Task goal :: Give the data again, word for word.

Stored data entries:
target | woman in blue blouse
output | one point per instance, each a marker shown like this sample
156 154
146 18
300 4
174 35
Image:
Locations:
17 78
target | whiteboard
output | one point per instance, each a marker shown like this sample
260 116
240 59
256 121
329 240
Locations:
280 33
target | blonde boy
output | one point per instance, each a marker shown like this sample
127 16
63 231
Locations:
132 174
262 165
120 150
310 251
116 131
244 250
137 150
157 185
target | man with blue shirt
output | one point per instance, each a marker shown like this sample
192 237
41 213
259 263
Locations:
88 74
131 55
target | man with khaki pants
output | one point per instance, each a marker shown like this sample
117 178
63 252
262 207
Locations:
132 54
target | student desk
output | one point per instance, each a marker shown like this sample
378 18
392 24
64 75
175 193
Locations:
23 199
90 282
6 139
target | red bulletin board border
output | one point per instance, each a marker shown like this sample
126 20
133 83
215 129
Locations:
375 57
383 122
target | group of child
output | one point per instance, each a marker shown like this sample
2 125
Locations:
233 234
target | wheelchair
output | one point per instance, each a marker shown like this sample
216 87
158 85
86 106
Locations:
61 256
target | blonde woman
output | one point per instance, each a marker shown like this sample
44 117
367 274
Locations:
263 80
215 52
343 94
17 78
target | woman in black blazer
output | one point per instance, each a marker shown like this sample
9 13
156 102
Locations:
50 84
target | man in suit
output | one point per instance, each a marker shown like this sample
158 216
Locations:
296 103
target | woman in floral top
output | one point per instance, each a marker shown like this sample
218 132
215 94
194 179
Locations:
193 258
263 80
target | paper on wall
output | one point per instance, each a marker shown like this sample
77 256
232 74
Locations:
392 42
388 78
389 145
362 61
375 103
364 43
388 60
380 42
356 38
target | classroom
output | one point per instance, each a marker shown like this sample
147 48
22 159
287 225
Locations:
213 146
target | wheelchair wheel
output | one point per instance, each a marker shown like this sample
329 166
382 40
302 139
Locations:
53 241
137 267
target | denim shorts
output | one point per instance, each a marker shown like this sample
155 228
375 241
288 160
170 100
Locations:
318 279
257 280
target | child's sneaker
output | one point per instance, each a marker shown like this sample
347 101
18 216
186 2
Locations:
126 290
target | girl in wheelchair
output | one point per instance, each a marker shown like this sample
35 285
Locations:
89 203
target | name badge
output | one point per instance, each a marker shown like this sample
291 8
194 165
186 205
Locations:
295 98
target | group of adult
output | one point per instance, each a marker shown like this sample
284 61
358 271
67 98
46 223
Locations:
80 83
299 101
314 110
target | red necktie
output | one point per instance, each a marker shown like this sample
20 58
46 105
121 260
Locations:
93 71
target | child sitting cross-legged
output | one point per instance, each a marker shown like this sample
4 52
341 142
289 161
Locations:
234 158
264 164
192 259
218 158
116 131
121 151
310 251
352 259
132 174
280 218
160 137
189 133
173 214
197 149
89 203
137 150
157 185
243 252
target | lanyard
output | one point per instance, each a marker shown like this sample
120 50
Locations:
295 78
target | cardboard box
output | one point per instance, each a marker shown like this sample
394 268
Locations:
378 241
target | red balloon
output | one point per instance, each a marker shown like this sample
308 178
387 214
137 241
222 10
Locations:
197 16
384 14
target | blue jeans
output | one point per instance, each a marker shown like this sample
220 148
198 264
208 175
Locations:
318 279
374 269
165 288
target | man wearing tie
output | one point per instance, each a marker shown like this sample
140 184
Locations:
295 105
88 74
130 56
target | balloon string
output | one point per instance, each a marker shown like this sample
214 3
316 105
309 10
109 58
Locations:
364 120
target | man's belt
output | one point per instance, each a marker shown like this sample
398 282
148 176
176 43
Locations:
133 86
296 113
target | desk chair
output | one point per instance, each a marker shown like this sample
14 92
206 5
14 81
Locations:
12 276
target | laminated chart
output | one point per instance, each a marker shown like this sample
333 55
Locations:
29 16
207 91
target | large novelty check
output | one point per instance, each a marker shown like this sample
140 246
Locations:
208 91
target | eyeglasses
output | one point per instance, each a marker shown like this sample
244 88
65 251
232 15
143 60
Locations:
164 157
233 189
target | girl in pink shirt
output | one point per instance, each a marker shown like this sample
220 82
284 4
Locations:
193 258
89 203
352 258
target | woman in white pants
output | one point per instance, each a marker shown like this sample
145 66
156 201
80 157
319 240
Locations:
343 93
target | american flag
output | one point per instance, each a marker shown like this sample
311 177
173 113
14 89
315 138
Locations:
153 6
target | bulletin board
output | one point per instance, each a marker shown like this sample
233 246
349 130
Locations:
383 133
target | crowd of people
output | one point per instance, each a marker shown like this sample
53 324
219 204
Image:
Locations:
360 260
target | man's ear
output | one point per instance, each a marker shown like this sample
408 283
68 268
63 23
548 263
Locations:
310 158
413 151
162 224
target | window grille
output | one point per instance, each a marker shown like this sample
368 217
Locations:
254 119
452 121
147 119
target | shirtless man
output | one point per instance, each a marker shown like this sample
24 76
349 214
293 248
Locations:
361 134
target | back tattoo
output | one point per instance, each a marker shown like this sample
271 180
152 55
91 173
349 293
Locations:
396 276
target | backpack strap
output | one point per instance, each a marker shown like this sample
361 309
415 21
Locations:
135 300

Exercise response ::
target | woman in blue blouse
output | one point per instance, each a marker shown like this sample
156 154
146 18
300 4
174 35
Image:
Locations:
17 78
target | whiteboard
output | one point per instance, each a marker shown like this sample
260 116
240 59
256 121
329 240
Locations:
280 33
target | blonde boy
output | one point per instance, each a marker shown like this sample
127 16
63 231
Locations:
132 174
262 165
120 150
310 251
116 131
244 250
137 150
157 185
target | man with blue shirt
output | one point per instance, each a marker shown like this sample
192 237
41 213
259 263
Locations:
88 74
131 55
target | man with khaki pants
output | one point per instance, each a marker shown like this sample
117 178
63 252
262 207
Locations:
132 54
target | student desk
output | one point per instance, each a marker shown like this sample
378 18
392 24
64 75
175 193
Locations:
23 199
90 282
6 139
target | red bulletin board border
output | one point per instance, each a marker shown like this sample
126 20
133 83
215 129
Locations:
375 57
383 122
target | group of child
output | one point per instance, each a marker shown like this sample
2 125
Locations:
233 234
target | wheelchair
output | one point per instance, each a marker shown like this sample
216 87
158 85
86 106
Locations:
61 256
target | blonde woman
output | one point per instance, each a marker shown like this sample
44 117
367 274
Locations:
263 80
215 52
343 94
17 78
target | woman in black blazer
output | one point per instance, each a marker shown like this sample
9 13
156 102
Locations:
50 84
target | man in suit
output | one point per instance, each a marker shown like this sample
158 216
Locations:
296 103
target | woman in floral top
output | one point per instance, each a marker shown like this sample
218 132
215 94
194 179
Locations:
193 258
263 80
target | paper on wall
output | one point per instance, each a marker shown like this sample
77 256
232 74
Locations:
392 42
388 78
389 145
362 61
375 103
364 43
388 60
380 42
356 38
target | classroom
output | one point per instance, each a marker shown like this sample
147 48
22 159
287 225
Locations:
213 146
target | wheelchair wheel
output | one point per instance, each a marker shown like this sample
329 166
382 40
302 139
Locations:
53 241
137 267
target | denim shorts
output | one point per instance, each a marker shown like this sample
155 228
375 241
288 160
170 100
Locations:
318 279
257 280
target | child's sneaker
output | one point per instance, each a marker shown like this sample
347 101
18 216
186 2
Locations:
126 290
target | girl in wheelchair
output | one point per instance, each a marker shown like this sample
35 285
Locations:
89 203
target | name badge
output | one point per instance, each a marker shown like this sample
291 8
194 165
186 205
Locations:
295 98
target | group of adult
output | one point per instance, each a marker shown like this sample
284 61
358 271
67 98
46 223
Locations:
80 83
299 101
314 110
target | red necktie
output | one point per instance, each a marker shown like this sample
20 58
46 105
121 260
Locations:
93 71
target | child sitting cross-legged
output | one point per instance, each a marker shown like this sample
4 52
341 142
289 161
Locations:
234 158
264 164
192 259
218 158
116 131
121 151
310 251
352 259
132 174
280 218
160 137
189 133
173 214
197 149
89 203
137 150
157 185
243 252
target | lanyard
output | one point per instance, each a marker shown like this sample
120 50
Locations:
295 78
target | cardboard box
output | one point per instance, each a marker shown like this sample
394 268
Locations:
378 241
target | red balloon
output | one point per instance, each a marker shown like this sample
308 178
387 214
137 241
222 10
Locations:
197 16
384 14
target | blue jeans
output | one point per instance, each a marker shown like this sample
220 148
198 264
208 175
Locations:
318 279
374 269
165 288
target | man wearing tie
output | one point per instance, each a marker shown like this sample
140 184
Locations:
295 105
88 74
130 56
target | balloon string
output | one point per instance, each a marker shown like this sample
214 3
316 105
309 10
109 58
Locations:
364 120
target | man's belt
output | one point per instance, each a marker shown like this sample
398 282
148 176
176 43
Locations:
133 86
296 113
target | desk chair
output | one point per instance, each a marker shown like this sample
14 92
206 5
14 81
Locations:
12 276
target | laminated chart
output | one point per instance, each a marker shown like this sample
333 55
Locations:
29 16
207 91
target | large novelty check
output | one point per instance, each a marker shown like this sample
140 246
Locations:
208 91
target | eyeglasses
output | one point per instance, each a marker shown like this sample
244 88
65 251
232 15
143 60
Locations:
164 157
233 189
target | girl in pink shirt
output | one point per instance, each a marker shown like this sample
220 82
284 4
Locations:
193 258
89 203
352 258
target | woman in white pants
output | one point per instance, each a marker shown like this sample
145 66
156 201
80 157
319 240
Locations:
343 93
target | american flag
output | one point per instance, each a marker shown like this sample
311 177
173 113
14 89
315 138
Locations:
153 6
target | bulletin board
output | one point per instance, each a marker shown like this sample
233 246
349 130
Locations:
383 133
target | crowd of people
output | one point per instance, each a marker shown like this sample
53 324
219 204
Image:
Locations:
360 260
target | man's ear
output | one point per instance, each a marker shown like this sample
408 283
68 268
63 23
548 263
Locations:
310 158
413 151
162 224
target | window grille
output | one point per instance, each a marker shown like this sample
368 217
Locations:
254 119
452 121
147 119
target | shirtless man
output | one point per instance, each a marker shown like this sample
24 76
349 214
293 248
Locations:
361 134
target | back tattoo
output | one point per instance, each a marker shown like this sample
271 180
152 55
91 173
349 293
Locations:
396 276
target | backpack strap
output | one point per instance, each a marker shown like this sample
361 309
415 21
Locations:
135 300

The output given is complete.